Passage provided
·····
MR. J. P. FARRELL (Longford, N.) said he did not intend to discuss the Chief Secretary's proposal now. He agreed with the hon. and learned Member for Waterford that, this proposition should have been introduced earlier in the session. The Act of 1903 had been an absolute failure, because the price charged under that Act had far exceeded, in almost every case by 33 per cent., and in some: cases by 50 per cent., the price charged under the Ashbourne Acts. In his own county the Act had brought no appreciable relief, because, inevitably, the landlord would screw the difference out of the tenant. The tenant would be called upon under this scheme to pay the difference between £92 and £100, and not the landlord at all. At the present time there was general dissatisfaction existing amongst the tenants, and more especially amongst the evicted tenants. In Longford something like eighty-six claims had been lodged and sixteen properties had been sold. To prove the absolute failure of this Act as far as the evicted tenants were concerned, he only needed to mention that in regard to the properties he had mentioned only three out of eighty-six were connected with evicted tenants. He had repeatedly asked if nothing could be done to restore these evicted tenants or find equivalent holdings for them elsewhere. There were a number of patches of untananted grazing land which by the consent of all parties could be acquired for the purpose of providing equivalent holdings for the evicted tenants if a little trouble were taken. If the land was placed in the hands of the Commissioners they would probably then take some steps to acquire it, but they would not go out of their way or take the smallest trouble to search out some equivalent holdings which could easily be pointed out, and which could be acquired at a fair price if proper instructions were given.
·····
Records supplied
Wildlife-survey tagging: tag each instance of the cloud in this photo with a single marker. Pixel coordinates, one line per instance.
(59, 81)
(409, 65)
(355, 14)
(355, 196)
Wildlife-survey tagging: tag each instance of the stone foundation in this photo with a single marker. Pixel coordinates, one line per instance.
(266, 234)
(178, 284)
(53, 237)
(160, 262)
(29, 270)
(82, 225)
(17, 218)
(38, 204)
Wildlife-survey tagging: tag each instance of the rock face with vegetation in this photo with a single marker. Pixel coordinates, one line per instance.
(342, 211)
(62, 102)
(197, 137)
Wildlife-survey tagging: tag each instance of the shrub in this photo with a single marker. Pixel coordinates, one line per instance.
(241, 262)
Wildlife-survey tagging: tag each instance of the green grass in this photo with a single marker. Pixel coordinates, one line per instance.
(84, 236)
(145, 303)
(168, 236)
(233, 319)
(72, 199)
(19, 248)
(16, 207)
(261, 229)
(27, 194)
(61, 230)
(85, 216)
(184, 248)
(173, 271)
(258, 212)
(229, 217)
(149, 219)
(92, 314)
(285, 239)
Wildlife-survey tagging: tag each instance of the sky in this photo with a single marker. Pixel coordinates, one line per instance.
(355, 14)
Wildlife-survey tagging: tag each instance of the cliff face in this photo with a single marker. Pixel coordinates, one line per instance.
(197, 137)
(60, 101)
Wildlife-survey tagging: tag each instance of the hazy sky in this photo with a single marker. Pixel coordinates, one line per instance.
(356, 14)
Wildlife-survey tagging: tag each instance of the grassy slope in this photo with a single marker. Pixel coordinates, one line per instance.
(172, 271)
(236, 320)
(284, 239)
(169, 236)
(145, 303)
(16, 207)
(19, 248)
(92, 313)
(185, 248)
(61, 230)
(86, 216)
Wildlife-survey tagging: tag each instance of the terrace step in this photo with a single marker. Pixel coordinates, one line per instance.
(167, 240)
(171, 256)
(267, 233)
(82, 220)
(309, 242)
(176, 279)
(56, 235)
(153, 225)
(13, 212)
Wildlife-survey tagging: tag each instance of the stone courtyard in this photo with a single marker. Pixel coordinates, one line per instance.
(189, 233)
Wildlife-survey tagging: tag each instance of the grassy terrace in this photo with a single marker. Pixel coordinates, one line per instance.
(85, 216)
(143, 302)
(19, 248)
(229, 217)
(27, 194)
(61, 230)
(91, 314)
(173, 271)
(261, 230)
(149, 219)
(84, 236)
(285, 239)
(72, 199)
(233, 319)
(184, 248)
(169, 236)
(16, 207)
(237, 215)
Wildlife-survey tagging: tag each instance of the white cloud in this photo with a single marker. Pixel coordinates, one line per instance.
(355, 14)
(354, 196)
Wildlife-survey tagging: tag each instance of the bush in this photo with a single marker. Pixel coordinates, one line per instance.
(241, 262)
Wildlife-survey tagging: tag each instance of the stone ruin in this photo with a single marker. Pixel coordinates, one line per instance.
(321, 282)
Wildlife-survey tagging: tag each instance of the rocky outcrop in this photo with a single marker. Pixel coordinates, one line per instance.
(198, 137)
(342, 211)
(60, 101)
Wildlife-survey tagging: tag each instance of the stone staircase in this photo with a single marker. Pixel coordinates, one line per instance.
·····
What this task involves
Pick up the remarks by Mr. J. P. Farrell on the Act of 1903 and the evicted tenants from their last sentence and continue them.

Right answer
Was there any serious intention of giving effect to the promises and pledges of the late Chief Secretary for Ireland as regarded these evicted tenants? So long as they left this question unsettled, and allowed the tenants to see side by side with their miserable hovels and cabins large areas of green grazing land in the occupation of graziers who had no legal title, how could they have peace in Ireland, or how could they expect the land question to be settled between landlord and tenant? So long as the Chief Secretary only took care of the big landlords, and neglect d the interests of the poor and suffering, so long would there be discontent. There was a gentleman, one of the Judicial Commissioners for hearing appeals, who knew as much about the value of land as he himself knew of what was going on in the moon. He took his cue from the assessor who sat with him. The assessor was a land agent whose interest was not to give the tenants lower rents. He knew of a recent case in which there was an appeal both by the landlord and the tenant and where the assessor actually doubled the rent which was fixed by the Sub Commissioner in the county of Longford. What training had this gentleman for the position which he occupied and which enabled him when dealing with an appeal to make such a differentiation of rent from that fixed by the Sub-Commissioner.

An extraordinary thing about the appeal department of the Land Commission was the delay which took place. It took three years, sometimes five years, to get an appeal through, although there were two legal gentlemen connected with the department. He hoped that some attention would be given by the right hon. Gentleman to the question of the sittings of the Appeal Commission. It was an intolerable thing that tenants had to continue paying the old rents for two or three years while waiting the pleasure of Justice Meredith or Justice Fitzgerald to go down to the county town to hear a batch of appeals. Those Judges took three or four months holiday during the long vacation. It would tend a great deal more to the success of the working of the Act if they gave at least half of that time to the disposal of appeals. He entirely associated himself with everything that had been said by the Leader of the Irish Party and the-other Nationalist Members who had spoken. They had put before the right hon. Gentleman what was the true solution of the land question. They could tell him that so long a3 he took advice from hon. Members on the opposite side of the House rather than from the Irish representatives on this side, there was no-hope of his settling the land question.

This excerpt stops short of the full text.